__Stated task A__
Decide whether each statement agrees with the forum thread below. For each, answer yes or no and quote the words from the thread that decide it.
(i) The second commenter believes the crashes come from a fault in the new compiler.
(ii) The Group Policies change described works only on Win7PRO/Win10PRO.
(iii) "TIworker.exe" belongs to Visual Studio.

__Excerpt provided__

AlesBorovicka commented 7 years ago

@marzer we see also very odd crashes within our internal tests with VC2017, we are now trying to add support for VC2017 atm, but there seems to be something wrong with the new compiler. So for now I would advise to stay away from VC2017.

ghost commented 7 years ago

@Borous I don't think that there's something wrong with the compiler. In March, when I started with the new VS2017 I first also thought in that direction:

https://social.msdn.microsoft.com/Forums/vstudio/en-US/7f964193-d250-4761-8fdf-f6decc87bc49/what-are-the-changes-in-toolset-v141-vs2017-compared-to-v120-vs2013-?forum=visualstudiogeneral

But then I discovered, that all the time when the problems occured, also "TIworker.exe" was active, which belongs to Windows Update (WU).

So in the "Group Policies"  Win-R  gpedit.msc  :  Computer Configuration ->  administrative templates -> Windows Components -> Windows Update -> Configure Automatic Update   there activate that and select   "Notify for download and notify for install".     (value 2) instead of the default value, which automatically runs the update. (Note: only possible on Win7PRO/Win10PRO)

Since I swithed that off, the problems did not occur again.

__Stated task B__
How many lines in the entries below contain the word "lamp"? Reply with the number only.

__Exercise materials__
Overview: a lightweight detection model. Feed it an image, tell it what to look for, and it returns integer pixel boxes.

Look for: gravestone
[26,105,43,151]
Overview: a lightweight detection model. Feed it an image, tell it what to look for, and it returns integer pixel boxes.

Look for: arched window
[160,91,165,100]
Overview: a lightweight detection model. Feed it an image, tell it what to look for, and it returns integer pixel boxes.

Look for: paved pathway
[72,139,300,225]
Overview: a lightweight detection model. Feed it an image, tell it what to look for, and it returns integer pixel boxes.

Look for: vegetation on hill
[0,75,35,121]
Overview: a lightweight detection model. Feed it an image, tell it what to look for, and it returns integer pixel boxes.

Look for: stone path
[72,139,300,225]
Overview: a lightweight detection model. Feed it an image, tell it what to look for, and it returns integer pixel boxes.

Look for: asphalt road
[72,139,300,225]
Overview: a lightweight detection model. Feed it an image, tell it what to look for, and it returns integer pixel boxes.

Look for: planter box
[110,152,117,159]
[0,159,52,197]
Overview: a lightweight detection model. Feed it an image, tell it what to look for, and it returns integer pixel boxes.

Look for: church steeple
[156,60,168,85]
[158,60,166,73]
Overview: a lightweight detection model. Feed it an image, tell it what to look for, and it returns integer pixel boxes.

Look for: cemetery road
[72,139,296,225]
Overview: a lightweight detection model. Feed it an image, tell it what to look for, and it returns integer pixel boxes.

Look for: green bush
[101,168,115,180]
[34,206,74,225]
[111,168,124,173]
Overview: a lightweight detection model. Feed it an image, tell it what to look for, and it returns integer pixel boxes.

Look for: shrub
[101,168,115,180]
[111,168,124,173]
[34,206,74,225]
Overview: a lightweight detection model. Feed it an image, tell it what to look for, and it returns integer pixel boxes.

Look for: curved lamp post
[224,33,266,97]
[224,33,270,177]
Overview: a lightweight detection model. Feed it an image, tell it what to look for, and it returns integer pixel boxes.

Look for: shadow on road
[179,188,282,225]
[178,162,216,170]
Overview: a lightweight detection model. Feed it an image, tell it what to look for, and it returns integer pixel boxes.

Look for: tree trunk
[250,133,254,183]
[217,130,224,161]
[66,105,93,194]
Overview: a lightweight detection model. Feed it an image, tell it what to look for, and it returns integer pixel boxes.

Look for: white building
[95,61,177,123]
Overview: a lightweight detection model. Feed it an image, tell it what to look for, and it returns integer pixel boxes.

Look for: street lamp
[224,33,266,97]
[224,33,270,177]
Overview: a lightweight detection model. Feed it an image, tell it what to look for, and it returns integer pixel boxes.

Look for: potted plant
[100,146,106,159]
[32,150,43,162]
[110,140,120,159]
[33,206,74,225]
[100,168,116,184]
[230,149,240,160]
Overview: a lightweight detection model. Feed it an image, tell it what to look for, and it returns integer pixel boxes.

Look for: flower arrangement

__Answer A__
(i) No: "I don't think that there's something wrong with the compiler."
(ii) Yes: "only possible on Win7PRO/Win10PRO"
(iii) No: "which belongs to Windows Update (WU)"

__Answer B__
2